> SCHRIFTLICHE AUFGABE A
Gib an, ob die folgenden Aussagen mit den Leserbriefen zum Thema Gotteserfahrung übereinstimmen, und belege jedes Ja oder Nein mit den entscheidenden Worten aus den Leserbriefen als wörtlichem Zitat: (i) Manfred Flerus hält Gotteserfahrungen für von anderen nachprüfbar. (ii) Josef Eisend bezeichnet die Antwort von Joachim Negel als treffend. (iii) Im letzten Brief wird die Echtheit von Gotteserfahrungen an ihren Konsequenzen erkannt.

> VORLIEGENDER TEXT

________

Leserbrief
Gott erfahren
Zu: »Gott – jenseits und diesseits zugleich« (1/2024, Seite 37)
Joachim Negel antwortet haarscharf an der Frage nach den Kriterien für die »Echtheit« von sogenannten Gotteserfahrungen vorbei – ohne zu sagen, dass es solche Kriterien nicht gibt, nicht geben kann. Gäbe es sie, könnten sie Anspruch auf Allgemeingültigkeit haben. Aber solche Erfahrungen sind ganz und gar persönlicher Natur. Sie können nicht verallgemeinert werden, und sind nicht von anderen nachprüfbar und daher auch immer etwas fragwürdig. Auch das Bild, das mit der Emmausgeschichte gemalt wird, kann durchaus auch ohne einen Gott gelesen werden. Es stellt sich die Frage: Was ist Gott denn überhaupt? Ist er überhaupt ein Sein? Ist er etwas Seiendes? Wenn ja, dann gibt es ihn. – Wenn nein, dann würde ihm etwas zur Vollkommenheit fehlen, dann wäre er nicht Gott. Wenn Gott existiert, wenn er ist, dann wäre damit das Dasein von Gott untrennbar. Oder was wäre er dann? Manfred Flerus, Königswinter
Gott – jenseits und diesseits zugleich. Eine treffende Antwort von Joachim Negel, wenn man Gott überhaupt verorten kann beziehungsweise will. Unsere Vorstellung von Himmel und Erde ermöglicht dies, ebenso unsere gedankliche Wechselbeziehung zwischen Gott und Mensch im Glauben. Josef Eisend, Malsch
Ich erkenne die Echtheit von Gotteserfahrungen an ihren Konsequenzen. Die Worte und Taten des Jesus von Nazaret hätten nicht gereicht, um seine Anhänger von seinem Gott zu überzeugen. Erst die Erfahrungen mit dem Auferweckten wandelten die Enttäuschten in mutige Verkünder. Das war der Urknall für das Christentum. Ohne diese umwerfenden Erfahrungen gäbe es kein Christentum! Mystiker und Mystikerinnen aller Jahrhunderte hinterließen ihre Erfahrungen in umfangreichen Schriften. Für uns bleibt, diesen Zeugen der Wirklichkeit Gottes zu glauben.

________

> SCHRIFTLICHE AUFGABE B
Ermittle jede Zeile der Auflistung, die die Zeichenfolge „hair“ enthält, und gib diese Zeilen wieder, wobei Groß- und Kleinschreibung zählt.

________

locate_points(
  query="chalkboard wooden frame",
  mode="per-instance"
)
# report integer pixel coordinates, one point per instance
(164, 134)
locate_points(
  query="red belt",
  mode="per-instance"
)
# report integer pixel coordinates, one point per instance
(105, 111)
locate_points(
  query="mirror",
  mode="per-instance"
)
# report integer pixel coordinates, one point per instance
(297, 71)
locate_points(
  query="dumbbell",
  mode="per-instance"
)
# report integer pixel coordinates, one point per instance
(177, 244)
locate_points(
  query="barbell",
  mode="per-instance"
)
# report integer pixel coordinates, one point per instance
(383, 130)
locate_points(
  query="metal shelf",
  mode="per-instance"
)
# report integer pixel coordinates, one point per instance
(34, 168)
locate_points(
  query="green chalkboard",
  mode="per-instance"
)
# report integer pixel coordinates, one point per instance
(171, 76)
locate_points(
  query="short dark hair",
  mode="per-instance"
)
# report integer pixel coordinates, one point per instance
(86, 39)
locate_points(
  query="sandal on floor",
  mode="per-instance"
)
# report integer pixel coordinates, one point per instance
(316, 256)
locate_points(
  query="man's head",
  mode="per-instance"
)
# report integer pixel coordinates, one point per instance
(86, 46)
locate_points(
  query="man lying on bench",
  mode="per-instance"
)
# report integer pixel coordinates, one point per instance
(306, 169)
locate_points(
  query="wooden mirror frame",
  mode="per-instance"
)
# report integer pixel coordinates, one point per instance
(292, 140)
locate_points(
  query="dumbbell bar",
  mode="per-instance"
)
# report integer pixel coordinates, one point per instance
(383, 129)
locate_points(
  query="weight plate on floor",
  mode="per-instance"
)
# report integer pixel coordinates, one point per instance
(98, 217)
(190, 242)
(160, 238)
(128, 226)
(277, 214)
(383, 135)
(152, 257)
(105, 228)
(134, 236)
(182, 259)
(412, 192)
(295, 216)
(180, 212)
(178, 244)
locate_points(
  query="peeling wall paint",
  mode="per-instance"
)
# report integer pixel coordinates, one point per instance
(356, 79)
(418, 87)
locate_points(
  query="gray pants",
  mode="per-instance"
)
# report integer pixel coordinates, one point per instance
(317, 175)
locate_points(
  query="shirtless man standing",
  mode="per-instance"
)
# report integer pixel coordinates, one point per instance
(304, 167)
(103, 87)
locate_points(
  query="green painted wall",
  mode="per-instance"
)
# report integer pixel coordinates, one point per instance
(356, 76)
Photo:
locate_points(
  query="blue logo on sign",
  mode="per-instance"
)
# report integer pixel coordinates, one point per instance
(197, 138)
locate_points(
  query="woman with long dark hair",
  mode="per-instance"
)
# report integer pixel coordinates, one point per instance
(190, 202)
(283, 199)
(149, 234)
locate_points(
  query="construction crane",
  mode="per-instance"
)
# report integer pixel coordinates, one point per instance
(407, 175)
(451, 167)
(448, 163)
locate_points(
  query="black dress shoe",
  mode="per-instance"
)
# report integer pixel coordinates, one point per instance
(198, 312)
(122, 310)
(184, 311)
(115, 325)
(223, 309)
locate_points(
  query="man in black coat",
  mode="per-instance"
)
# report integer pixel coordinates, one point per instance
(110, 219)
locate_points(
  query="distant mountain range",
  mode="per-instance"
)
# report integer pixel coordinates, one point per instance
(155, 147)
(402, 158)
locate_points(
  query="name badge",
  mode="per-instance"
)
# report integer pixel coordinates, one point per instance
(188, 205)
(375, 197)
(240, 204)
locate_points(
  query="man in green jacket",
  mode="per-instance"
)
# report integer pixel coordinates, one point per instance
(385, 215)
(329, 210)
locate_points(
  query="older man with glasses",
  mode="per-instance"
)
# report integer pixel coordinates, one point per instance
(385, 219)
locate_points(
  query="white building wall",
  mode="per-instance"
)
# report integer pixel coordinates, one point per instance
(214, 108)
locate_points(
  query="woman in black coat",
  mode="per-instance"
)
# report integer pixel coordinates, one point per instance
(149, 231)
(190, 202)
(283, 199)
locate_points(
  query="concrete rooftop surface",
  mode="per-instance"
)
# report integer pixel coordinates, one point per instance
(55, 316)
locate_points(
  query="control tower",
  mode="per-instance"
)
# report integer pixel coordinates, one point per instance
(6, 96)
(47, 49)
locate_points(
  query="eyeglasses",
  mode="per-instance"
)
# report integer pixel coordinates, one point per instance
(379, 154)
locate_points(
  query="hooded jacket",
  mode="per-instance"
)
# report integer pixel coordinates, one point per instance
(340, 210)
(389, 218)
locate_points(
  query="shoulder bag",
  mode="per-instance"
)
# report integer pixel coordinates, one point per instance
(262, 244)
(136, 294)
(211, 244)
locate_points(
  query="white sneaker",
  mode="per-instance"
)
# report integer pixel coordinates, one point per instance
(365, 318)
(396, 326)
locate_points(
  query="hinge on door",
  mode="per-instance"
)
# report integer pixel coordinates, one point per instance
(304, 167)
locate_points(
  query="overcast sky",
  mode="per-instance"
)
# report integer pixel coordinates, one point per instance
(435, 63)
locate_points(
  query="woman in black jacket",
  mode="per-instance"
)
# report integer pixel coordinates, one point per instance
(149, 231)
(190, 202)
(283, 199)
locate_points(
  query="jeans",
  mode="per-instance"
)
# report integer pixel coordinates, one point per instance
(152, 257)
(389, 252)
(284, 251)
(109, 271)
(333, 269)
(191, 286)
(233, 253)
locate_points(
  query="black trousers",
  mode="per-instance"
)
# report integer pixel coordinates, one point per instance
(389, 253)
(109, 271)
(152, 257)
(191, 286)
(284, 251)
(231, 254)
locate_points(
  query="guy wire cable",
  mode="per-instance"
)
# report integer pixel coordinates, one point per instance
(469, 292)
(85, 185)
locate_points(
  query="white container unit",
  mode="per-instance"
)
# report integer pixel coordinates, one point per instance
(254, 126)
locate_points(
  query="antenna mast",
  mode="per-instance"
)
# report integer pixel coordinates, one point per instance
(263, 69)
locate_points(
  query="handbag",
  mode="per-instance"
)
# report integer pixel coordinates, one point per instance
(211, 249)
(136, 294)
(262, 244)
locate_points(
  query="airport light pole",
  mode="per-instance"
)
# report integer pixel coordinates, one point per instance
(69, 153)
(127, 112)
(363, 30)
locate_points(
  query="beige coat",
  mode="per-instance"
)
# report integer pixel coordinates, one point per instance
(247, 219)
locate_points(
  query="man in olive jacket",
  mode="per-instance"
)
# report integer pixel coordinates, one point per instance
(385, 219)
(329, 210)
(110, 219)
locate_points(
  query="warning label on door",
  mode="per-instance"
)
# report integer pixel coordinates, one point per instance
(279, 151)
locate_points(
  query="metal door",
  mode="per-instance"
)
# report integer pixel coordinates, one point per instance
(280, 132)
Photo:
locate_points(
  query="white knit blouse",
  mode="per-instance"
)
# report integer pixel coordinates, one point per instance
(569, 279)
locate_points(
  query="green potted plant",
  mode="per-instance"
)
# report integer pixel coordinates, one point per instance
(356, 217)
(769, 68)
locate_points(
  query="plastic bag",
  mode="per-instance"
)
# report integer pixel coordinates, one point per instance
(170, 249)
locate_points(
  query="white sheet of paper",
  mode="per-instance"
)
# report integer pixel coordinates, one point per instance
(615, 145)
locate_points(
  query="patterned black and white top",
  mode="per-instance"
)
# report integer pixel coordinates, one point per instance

________

> SCHRIFTLICHE ANTWORT A
(i) Nein: „sind nicht von anderen nachprüfbar“
(ii) Ja: „Eine treffende Antwort von Joachim Negel“
(iii) Ja: „Ich erkenne die Echtheit von Gotteserfahrungen an ihren Konsequenzen.“

> SCHRIFTLICHE ANTWORT B
  query="short dark hair",
  query="woman with long dark hair",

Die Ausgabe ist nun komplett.